/---

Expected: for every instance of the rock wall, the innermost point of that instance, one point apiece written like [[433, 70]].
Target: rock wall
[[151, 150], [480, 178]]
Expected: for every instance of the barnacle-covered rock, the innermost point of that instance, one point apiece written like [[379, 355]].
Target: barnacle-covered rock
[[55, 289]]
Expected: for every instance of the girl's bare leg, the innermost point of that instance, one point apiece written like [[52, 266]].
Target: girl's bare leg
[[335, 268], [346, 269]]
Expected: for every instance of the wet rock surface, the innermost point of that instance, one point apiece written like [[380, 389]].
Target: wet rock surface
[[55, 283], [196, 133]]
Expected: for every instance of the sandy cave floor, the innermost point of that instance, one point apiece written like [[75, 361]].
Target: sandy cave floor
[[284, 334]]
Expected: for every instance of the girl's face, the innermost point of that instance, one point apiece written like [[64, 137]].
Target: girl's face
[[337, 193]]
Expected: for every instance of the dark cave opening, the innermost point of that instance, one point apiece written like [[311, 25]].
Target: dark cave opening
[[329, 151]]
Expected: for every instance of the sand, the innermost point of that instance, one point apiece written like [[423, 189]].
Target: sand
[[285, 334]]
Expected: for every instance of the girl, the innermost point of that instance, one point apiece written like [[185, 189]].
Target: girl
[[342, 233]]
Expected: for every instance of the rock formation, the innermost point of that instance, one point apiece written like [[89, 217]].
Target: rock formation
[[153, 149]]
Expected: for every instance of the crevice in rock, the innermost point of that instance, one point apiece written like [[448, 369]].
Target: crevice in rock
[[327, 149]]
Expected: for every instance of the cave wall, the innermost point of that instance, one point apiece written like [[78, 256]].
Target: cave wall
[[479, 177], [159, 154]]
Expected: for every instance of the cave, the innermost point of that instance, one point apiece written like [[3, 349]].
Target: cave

\---

● **EXERCISE DIRECTIONS**
Switch "innermost" to "central" in the listing from its first line through the line containing "[[153, 149]]", and leave everything else unchanged. Return only those lines.

● **OUTPUT FOR THIS TASK**
Expected: for every instance of the rock wall, the central point of that instance, one point apiece written like [[433, 70]].
Target: rock wall
[[151, 150], [480, 178]]
Expected: for every instance of the barnacle-covered rock, the central point of that instance, one point apiece written like [[379, 355]].
Target: barnacle-covered rock
[[55, 289]]
Expected: for every instance of the girl's bare leg, the central point of that instance, one point apiece written like [[52, 266]].
Target: girl's bare leg
[[335, 268], [346, 269]]
Expected: for every instance of the wet rock surface, the central point of that instance, one point apiece written like [[380, 389]].
Target: wet rock surface
[[55, 283], [196, 133]]
Expected: for every instance of the sandy cave floor, the central point of that instance, one point apiece written like [[75, 361]].
Target: sandy cave floor
[[284, 334]]
Expected: for every instance of the girl's face, the central point of that instance, one point apiece written like [[64, 137]].
Target: girl's face
[[337, 193]]
Expected: for every instance of the dark cave opening, the central point of that instance, one point apiece written like [[311, 25]].
Target: dark cave opening
[[329, 151]]
Expected: for every instance of the sand, the central point of that instance, one point apiece written like [[423, 189]].
Target: sand
[[285, 334]]
Expected: for every instance of the girl, the central point of that instance, one point apiece written like [[185, 189]].
Target: girl
[[342, 233]]
Expected: for every instance of the rock formation, the central point of that instance, one point apiece written like [[89, 217]].
Target: rock formation
[[153, 149]]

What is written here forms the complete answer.